▶ [Extrait du document]
------

UN REPORTAGE D’ANTICIPATION.

Que nous réserve pour 1960 l’électricité reine de l’énergie ?

Le Prophète scientifique

Mon ami Pierre est bien l’homme le plus extraordinaire que je connaisse, l’homme aussi le plus pétri de paradoxes de notre  époque paradoxale. Il appartient à cette génération venue au monde en un temps dont nul ne sait plus grand’chose : l’avant-guerre. Il est un de ces hommes qui ont pris conscience d’eux-mêmes, qui ont formé leur esprit, pendant les années où le monde retentissait des craquements sourds de toute notre civilisation : la guerre ! Il est enfin un de ces hommes qui, s’ils n’ont pas fait la guerre, l’ont subie, l’ont soufferte dans ses conséquences quotidiennes, directes et indirectes, et qui ont forgé leur « représentation du monde », comme dit Schopenhauer, en un moment tragique de l’histoire où les grands principes moraux et sociaux qui constituaient l’armature de la société s’écroulaient à chaque pas qu’ils faisaient.

------

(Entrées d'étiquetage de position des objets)
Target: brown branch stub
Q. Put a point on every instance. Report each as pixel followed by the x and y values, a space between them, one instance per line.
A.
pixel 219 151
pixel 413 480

------

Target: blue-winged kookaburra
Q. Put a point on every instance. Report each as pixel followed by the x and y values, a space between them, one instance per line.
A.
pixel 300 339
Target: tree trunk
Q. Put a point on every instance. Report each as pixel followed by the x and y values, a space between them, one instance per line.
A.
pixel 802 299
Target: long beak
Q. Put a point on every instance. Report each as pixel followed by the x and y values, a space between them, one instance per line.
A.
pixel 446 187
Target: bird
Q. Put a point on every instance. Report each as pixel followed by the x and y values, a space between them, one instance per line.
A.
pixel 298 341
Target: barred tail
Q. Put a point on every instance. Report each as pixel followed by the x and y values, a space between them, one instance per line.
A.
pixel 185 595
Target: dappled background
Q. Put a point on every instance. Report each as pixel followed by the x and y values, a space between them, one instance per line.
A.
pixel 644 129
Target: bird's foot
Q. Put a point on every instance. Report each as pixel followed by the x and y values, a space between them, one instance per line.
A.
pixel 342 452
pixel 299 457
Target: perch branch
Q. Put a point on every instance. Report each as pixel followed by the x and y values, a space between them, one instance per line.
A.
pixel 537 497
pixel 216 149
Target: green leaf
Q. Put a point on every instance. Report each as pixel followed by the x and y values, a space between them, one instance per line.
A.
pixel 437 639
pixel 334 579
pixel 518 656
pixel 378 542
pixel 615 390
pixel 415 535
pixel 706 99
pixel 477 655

------

▶ [Tâche courte] Recopiez intégralement le reportage d'anticipation ci-dessus, sans rien y changer.

▶ [Solution proposée]
UN REPORTAGE D’ANTICIPATION.

Que nous réserve pour 1960 l’électricité reine de l’énergie ?

Le Prophète scientifique

Mon ami Pierre est bien l’homme le plus extraordinaire que je connaisse, l’homme aussi le plus pétri de paradoxes de notre  époque paradoxale. Il appartient à cette génération venue au monde en un temps dont nul ne sait plus grand’chose : l’avant-guerre. Il est un de ces hommes qui ont pris conscience d’eux-mêmes, qui ont formé leur esprit, pendant les années où le monde retentissait des craquements sourds de toute notre civilisation : la guerre ! Il est enfin un de ces hommes qui, s’ils n’ont pas fait la guerre, l’ont subie, l’ont soufferte dans ses conséquences quotidiennes, directes et indirectes, et qui ont forgé leur « représentation du monde », comme dit Schopenhauer, en un moment tragique de l’histoire où les grands principes moraux et sociaux qui constituaient l’armature de la société s’écroulaient à chaque pas qu’ils faisaient.